CHALLENGE 1 »
Answer these from the passage on the proposed BLM conservation rule:
(a) Under current BLM policy, to what are land health standards and guidelines limited?
(b) What position does Josh Osher hold, and with which organization?
(c) To whom did Sen. John Barrasso compare the bureaucrats who wrote the rule?
CHALLENGE 2 » Carry the passage on the proposed BLM conservation rule forward from the point where it stops, writing the next part in the same voice.

PASSAGE GIVEN »

To sum it up, the rule would elevate conservation by:
- … applying land health standards and guidelines to all BLM-managed public lands and uses; current BLM policy limits their application to grazing authorizations. The problem is that the agency is doing a piss-poor job applying land health standards to rangelands. So how can we expect them to do any better with other lands?
- … making conservation leases available to entities that seek to restore public lands or provide mitigation for a particular action. A nonprofit could lease a parcel, pay rent, and post a reclamation bond to do riparian area restoration, for example, or a solar company might lease a parcel to do some land-healing to offset its impacts to other public land.
- … amending the existing Area of Critical Environmental Concern (ACEC) regulations to emphasize the areas as the primary designation for protecting important natural, cultural, and scenic resources and contributing to ecosystem resilience by protecting intact landscapes and preserving habitat connectivity. It would also establish a more comprehensive framework for identifying and evaluating these areas.
The biggest change, then, appears to be the conservation leases. But it’s still unclear exactly how they’d work or what could be done with them. In theory, someone could lease out a parcel for conservation, thereby precluding grazing or oil and gas leasing from the parcel during the lease. But what happens when the lease term ends? Josh Osher, Public Policy Director for the Western Watersheds Project, pointed out that an organization could use the leases to, say, do a regenerative grazing project, and cynically use it to lock the land into a grazing lease afterwards. He also noted that even though oil and gas drilling and mining are restricted in ACECs, grazing typically is not.
This only reinforced my skepticism about the rule. But then I started looking at industry’s reactions to the rule and I have to say, I was a little taken aback.
Sen. John Barrasso, the Wyoming Republican, compared the bureaucrats who wrote the “decree” to the tree-spiking eco-warriors of the 1980s, while the ranching industry feels “betrayed” by what it says is a plan to “eradicate” grazing on public lands. Say, what?!

DATASET SECTION »
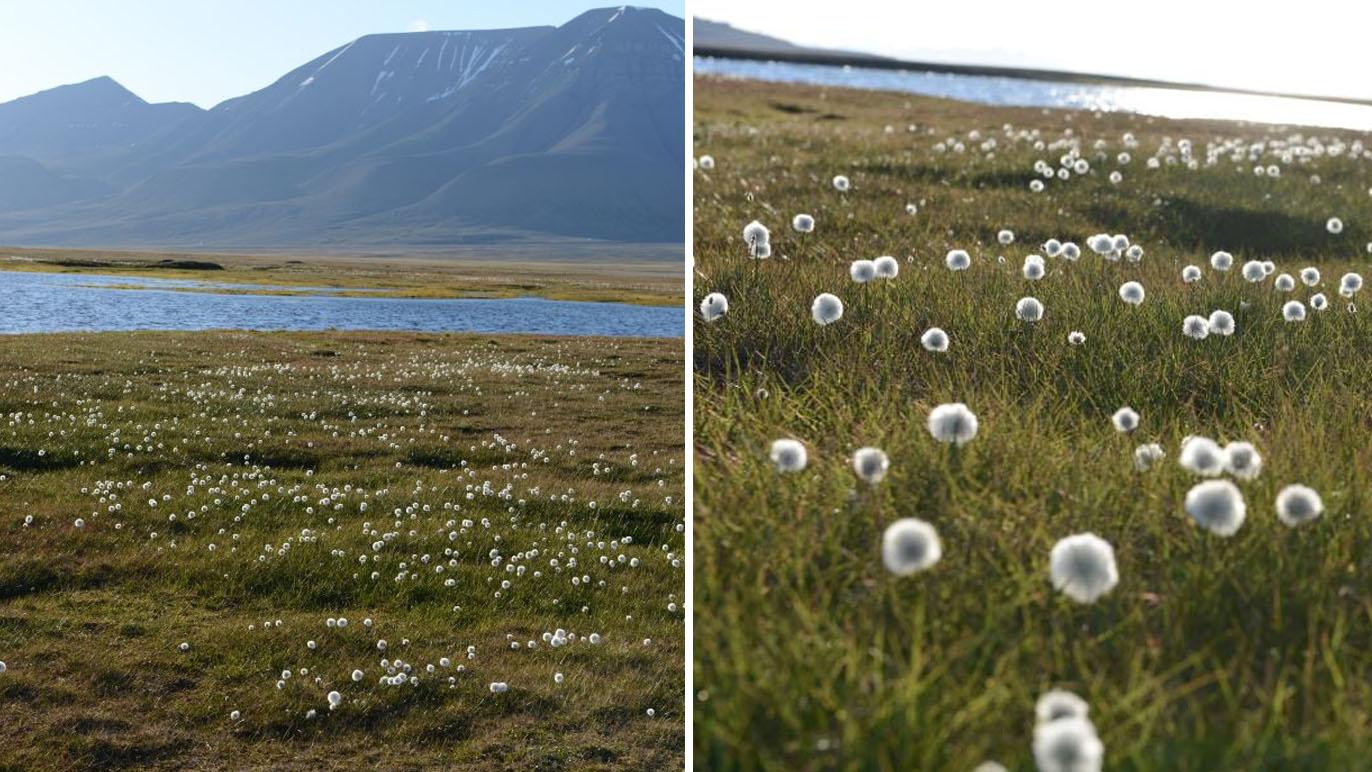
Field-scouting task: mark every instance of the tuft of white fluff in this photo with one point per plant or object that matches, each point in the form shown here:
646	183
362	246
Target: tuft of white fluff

EXERCISE ANSWER 1 »
(a) Grazing authorizations.
(b) Public Policy Director for the Western Watersheds Project.
(c) The tree-spiking eco-warriors of the 1980s.

EXERCISE ANSWER 2 »
Chris Saeger, an advocate and consultant from Montana, gathered some more responses and sent them my way, including these gems:
“‘[T]he administration is making a policy shift of gigantic proportions with this proposed rule by giving conservation equal footing to all other public land uses.’ – Mallori Miller, vice president of government relations for the Independent Petroleum Association of America
“‘The rule would make conservation one of the uses on equal footing as the uses listed above [grazing, water rights, oil, gas and mining].’ – Rancher Rachel Gabel
“‘[W]hen BLM is analyzing projects and uses because they are mandated as a multiple use public land agency, conservation will now have as much standing as recreation, grazing, mining and other uses as outlined in FLPMA.’ – Blue Ribbon Coalition Action Alert email, titled: Proposed BLM Rule to Devastate Public Land Access
“‘The Biden Administration has proposed significant changes to how federal lands are managed…with the department to issue conservation leases on par with grazing and mineral leases.’ – Rancher Cat Urbigkit“
And then there’s the reaction by Rep. Matt Rosendale, a Montana Republican. In a hearing, Interior Secretary Deb Haaland said the rule would put conservation on equal footing with other uses. Rosendale responded, rather testily: “Well, they’re not supposed to be on equal footing.”
Wow. Just wow. See, here I thought that conservation already was on an equal footing with drilling, mining, and so forth, as mandated by FLPMA. Obviously I was wrong! All of these folks are acknowledging that, in fact, the agency has been kowtowing to the oil and gas, drilling, and livestock industries all along while shirking their duties as stewards of the public’s land.
In that case, this new rule might actually have some real on the ground impacts. That is if the Biden administration implements it quickly enough to insulate it from future efforts to rescind it. And if they can ensure that the new policies are implemented on a field-office level rather than sitting around moldering on some Washington D.C. desk.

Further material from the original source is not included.